• [Lignes fournies]
####################
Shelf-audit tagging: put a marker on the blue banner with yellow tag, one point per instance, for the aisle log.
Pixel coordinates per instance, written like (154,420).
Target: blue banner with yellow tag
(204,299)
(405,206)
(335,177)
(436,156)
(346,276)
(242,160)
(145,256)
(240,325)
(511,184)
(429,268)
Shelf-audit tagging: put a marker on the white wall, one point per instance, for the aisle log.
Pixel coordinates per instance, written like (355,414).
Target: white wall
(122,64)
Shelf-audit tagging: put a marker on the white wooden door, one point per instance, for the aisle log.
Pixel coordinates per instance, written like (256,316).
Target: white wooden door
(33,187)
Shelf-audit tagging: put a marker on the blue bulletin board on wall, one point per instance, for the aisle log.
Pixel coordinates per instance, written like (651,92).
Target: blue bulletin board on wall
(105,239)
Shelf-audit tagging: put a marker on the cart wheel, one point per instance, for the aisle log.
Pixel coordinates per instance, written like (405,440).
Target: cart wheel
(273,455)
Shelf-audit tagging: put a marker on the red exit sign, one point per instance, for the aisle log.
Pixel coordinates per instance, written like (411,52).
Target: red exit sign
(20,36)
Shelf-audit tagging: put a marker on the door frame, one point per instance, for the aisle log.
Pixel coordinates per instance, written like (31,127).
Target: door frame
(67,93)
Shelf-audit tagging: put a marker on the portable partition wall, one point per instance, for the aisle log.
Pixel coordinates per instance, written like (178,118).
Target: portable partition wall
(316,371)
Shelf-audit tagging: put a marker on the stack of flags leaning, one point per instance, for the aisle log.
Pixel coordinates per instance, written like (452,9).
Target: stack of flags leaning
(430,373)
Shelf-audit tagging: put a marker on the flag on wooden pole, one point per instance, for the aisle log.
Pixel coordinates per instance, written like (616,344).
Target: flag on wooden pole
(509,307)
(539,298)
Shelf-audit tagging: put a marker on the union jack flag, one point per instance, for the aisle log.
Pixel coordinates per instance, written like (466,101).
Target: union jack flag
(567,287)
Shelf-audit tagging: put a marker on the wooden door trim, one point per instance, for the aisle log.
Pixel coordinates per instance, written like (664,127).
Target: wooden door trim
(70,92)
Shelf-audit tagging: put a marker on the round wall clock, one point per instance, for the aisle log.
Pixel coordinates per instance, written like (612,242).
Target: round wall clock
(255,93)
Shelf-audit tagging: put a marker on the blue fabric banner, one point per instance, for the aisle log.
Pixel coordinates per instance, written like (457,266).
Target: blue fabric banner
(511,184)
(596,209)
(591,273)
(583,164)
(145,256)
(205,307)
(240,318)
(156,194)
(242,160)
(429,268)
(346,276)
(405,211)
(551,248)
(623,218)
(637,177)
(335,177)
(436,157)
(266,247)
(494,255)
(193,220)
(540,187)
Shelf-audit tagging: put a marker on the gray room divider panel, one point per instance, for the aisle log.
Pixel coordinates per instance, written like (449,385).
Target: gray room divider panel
####################
• [Consigne] Pouvez-vous recopier les lignes, de celle qui contient "Shelf-audit tagging: put a marker on the flag" jusqu'à la dernière incluse, consignes comprises, en remettant à l'échelle chaque coordonnée des réponses par un facteur 0,7 (pas les nombres des consignes ni ceux des modèles de format) et en arrondissant à l'entier le plus proche, les demis vers le haut ?

• [Solution rédigée]
Shelf-audit tagging: put a marker on the flag on wooden pole, one point per instance, for the aisle log.
Pixel coordinates per instance, written like (616,344).
Target: flag on wooden pole
(356,215)
(377,209)
Shelf-audit tagging: put a marker on the union jack flag, one point per instance, for the aisle log.
Pixel coordinates per instance, written like (466,101).
Target: union jack flag
(397,201)
Shelf-audit tagging: put a marker on the wooden door trim, one point per instance, for the aisle log.
Pixel coordinates per instance, written like (664,127).
Target: wooden door trim
(49,64)
Shelf-audit tagging: put a marker on the round wall clock, one point per instance, for the aisle log.
Pixel coordinates per instance, written like (612,242).
Target: round wall clock
(179,65)
Shelf-audit tagging: put a marker on the blue fabric banner, one point per instance, for the aisle log.
Pixel coordinates per instance, written like (457,266).
Target: blue fabric banner
(358,129)
(417,146)
(414,191)
(408,115)
(102,179)
(144,215)
(168,223)
(109,136)
(169,112)
(300,188)
(242,193)
(284,148)
(386,174)
(436,153)
(446,124)
(235,124)
(305,110)
(186,173)
(346,179)
(135,154)
(378,131)
Shelf-audit tagging: put a marker on the gray room divider panel, one point per instance, for the aisle log.
Pixel coordinates per instance, written like (449,385).
Target: gray room divider panel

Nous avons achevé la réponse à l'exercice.